### THE DATA ###

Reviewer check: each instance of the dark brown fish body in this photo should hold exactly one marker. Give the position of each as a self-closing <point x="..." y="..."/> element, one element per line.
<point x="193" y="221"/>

###
### THE DATA ###

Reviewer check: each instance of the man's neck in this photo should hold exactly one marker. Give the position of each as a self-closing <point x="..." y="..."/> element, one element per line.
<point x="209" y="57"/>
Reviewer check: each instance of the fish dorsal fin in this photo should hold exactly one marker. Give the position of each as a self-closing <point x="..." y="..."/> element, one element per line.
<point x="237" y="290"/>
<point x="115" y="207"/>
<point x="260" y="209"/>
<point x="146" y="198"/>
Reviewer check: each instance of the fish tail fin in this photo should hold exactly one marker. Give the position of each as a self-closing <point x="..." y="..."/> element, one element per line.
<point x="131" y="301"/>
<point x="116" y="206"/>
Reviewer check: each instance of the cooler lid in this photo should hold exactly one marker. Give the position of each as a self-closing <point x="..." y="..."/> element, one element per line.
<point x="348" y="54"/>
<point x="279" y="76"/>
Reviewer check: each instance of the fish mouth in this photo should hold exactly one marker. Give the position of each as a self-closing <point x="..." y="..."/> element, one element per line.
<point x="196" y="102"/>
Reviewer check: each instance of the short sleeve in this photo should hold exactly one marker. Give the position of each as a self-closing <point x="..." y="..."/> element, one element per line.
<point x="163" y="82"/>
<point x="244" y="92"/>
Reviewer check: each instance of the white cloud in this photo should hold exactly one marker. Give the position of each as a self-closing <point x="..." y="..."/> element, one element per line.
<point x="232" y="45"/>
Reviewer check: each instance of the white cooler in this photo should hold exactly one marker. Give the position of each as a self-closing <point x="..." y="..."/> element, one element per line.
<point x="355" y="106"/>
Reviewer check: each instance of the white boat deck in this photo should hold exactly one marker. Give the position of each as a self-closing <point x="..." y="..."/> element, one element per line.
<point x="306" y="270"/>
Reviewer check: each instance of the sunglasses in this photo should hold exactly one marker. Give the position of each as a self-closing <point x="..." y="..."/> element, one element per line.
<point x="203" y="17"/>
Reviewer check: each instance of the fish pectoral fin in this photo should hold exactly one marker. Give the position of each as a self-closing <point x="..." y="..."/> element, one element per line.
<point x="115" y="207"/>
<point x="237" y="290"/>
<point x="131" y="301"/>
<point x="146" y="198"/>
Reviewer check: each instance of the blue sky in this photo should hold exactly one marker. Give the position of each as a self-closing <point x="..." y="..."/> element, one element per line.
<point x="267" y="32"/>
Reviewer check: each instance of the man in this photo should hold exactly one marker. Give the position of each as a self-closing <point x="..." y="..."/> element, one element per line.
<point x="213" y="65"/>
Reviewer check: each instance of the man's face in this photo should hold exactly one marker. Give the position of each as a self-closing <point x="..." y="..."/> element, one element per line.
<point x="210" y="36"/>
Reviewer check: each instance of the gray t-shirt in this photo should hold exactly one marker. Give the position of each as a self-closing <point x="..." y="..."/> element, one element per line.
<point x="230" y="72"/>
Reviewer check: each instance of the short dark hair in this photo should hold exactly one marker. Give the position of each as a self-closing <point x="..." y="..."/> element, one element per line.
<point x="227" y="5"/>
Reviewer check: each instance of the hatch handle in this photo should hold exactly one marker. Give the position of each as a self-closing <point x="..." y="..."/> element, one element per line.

###

■ TASK DIRECTIONS: With the line holding "Reviewer check: each instance of the blue" as the first and the line holding "Reviewer check: each instance of the hatch" as the last, please transcribe exactly the lines of the material above in that range and nothing else.

■ EXERCISE ANSWER:
Reviewer check: each instance of the blue sky in this photo should hold exactly one marker. Give the position of each as a self-closing <point x="..." y="..."/> element, one element per line.
<point x="267" y="32"/>
Reviewer check: each instance of the man in this photo should hold exactly one marker. Give the position of each as a self-closing <point x="..." y="..."/> element, one element per line.
<point x="213" y="65"/>
Reviewer check: each instance of the man's face in this photo should hold exactly one marker. Give the position of each as a self-closing <point x="..." y="..."/> element, one element per line.
<point x="210" y="36"/>
Reviewer check: each instance of the gray t-shirt in this photo should hold exactly one marker. Give the position of each as a self-closing <point x="..." y="..."/> element, one element per line.
<point x="230" y="72"/>
Reviewer check: each instance of the short dark hair in this photo should hold exactly one marker. Give the position of each as a self-closing <point x="..." y="..."/> element, one element per line.
<point x="227" y="5"/>
Reviewer check: each instance of the hatch handle in this photo should hold exactly one marker. Give the position of each as a self-closing <point x="..." y="..."/> element, one element per line.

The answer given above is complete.